* **Source**
Find a pair (n,r) in an integer array such that value of nPr is maximum

Given an array of non-negative integers arr[], the task is to find a pair (n, r) such that ⁿP_r is maximum possible and r ≤ n.

ⁿP_r = n! / (n – r)!

Examples:

Input: arr[] = {5, 2, 3, 4, 1}
Output: n = 5 and r = 4
⁵P₄ = 5! / (5 – 4)! = 120 which is maximum possible.

Input: arr[] = {0, 2, 3, 4, 1, 6, 8, 9}
Output: n = 9 and r = 8

Recommended: Please try your approach on {IDE} first, before moving on to the solution.

Naive approach: A simple approach is to consider each (n, r) pair and calculate ⁿP_r value and find the maximum value among them.

Efficient approach: Since ⁿP_r = n! / (n – r)! = n * (n – 1) * (n – 2) * … * (n – r + 1).
With little mathematics, it can be shown that ⁿP_r will be maximum when n is maximum and n – r is minimum. The problem now boils down to finding the largest 2 elements from the given array.

Below is the implementation of the above approach:

C++

// C++ implementation of the approach 
#include <iostream> 
using namespace std; 
  
// Function to print the pair (n, r) 
// such that nPr is maximum possible 
void findPair(int arr[], int n)

[A block of data]
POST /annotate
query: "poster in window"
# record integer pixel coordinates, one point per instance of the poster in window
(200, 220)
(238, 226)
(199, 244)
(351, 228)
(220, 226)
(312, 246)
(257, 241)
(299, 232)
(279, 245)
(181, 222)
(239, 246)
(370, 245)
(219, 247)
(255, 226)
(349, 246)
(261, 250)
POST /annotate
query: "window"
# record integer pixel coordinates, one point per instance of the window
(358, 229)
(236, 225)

--

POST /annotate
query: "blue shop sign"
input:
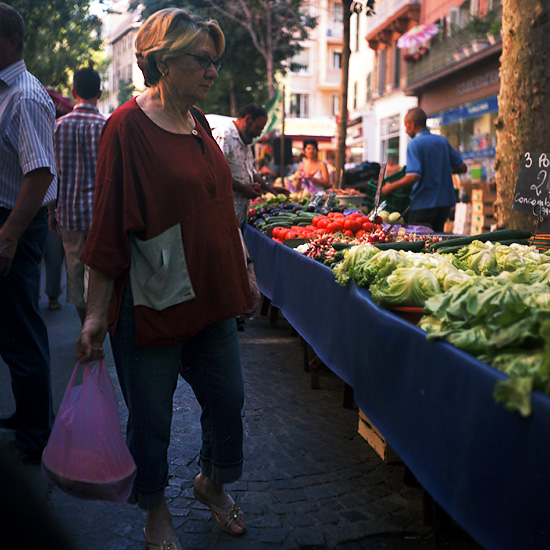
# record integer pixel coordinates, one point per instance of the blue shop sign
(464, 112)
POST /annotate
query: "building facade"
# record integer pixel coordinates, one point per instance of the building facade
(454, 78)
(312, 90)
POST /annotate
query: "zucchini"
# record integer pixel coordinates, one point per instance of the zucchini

* **Requirements**
a: Show each line of the records that contains the word "integer", treating uppercase and lowercase letters as distinct.
b: Resume the article on maximizing nPr from the point at which it stops.

* **Outputs by task**
a:
# record integer pixel coordinates, one point per instance of the poster in window
# record integer pixel coordinates, one point per instance of the window
# record integer pixel coordinates, one point per instance of the blue shop sign
# record integer pixel coordinates, one point per instance of the building facade
# record integer pixel coordinates, one point per instance of the zucchini

b:
{ 
  
    // There should be atleast 2 elements 
    if (n < 2) { 
        cout << "-1"; 
        return; 
    } 
  
    int i, first, second; 
    first = second = -1; 
  
    // Findex the largest 2 elements 
    for (i = 0; i < n; i++) { 
        if (arr[i] > first) { 
            second = first; 
            first = arr[i]; 
        } 
        else if (arr[i] > second) { 
            second = arr[i]; 
        } 
    } 
  
    cout << "n = " << first 
         << " and r = " << second; 
} 
  
// Driver code 
int main() 
{ 
    int arr[] = { 0, 2, 3, 4, 1, 6, 8, 9 }; 
    int n = sizeof(arr) / sizeof(arr[0]); 
  
    findPair(arr, n); 
  
    return 0; 
} 

Java

// Java implementation of the approach  
class GFG  
{  
      
    // Function to print the pair (n, r)  
    // such that nPr is maximum possible  
    static void findPair(int arr[], int n)  
    {  
      
        // There should be atleast 2 elements  
        if (n < 2)  
        {  
            System.out.print("-1");  
            return;  
        }  
      
        int i, first, second;  
        first = second = -1;  
      
        // Findex the largest 2 elements  
        for (i = 0; i < n; i++) 
        {  
            if (arr[i] > first)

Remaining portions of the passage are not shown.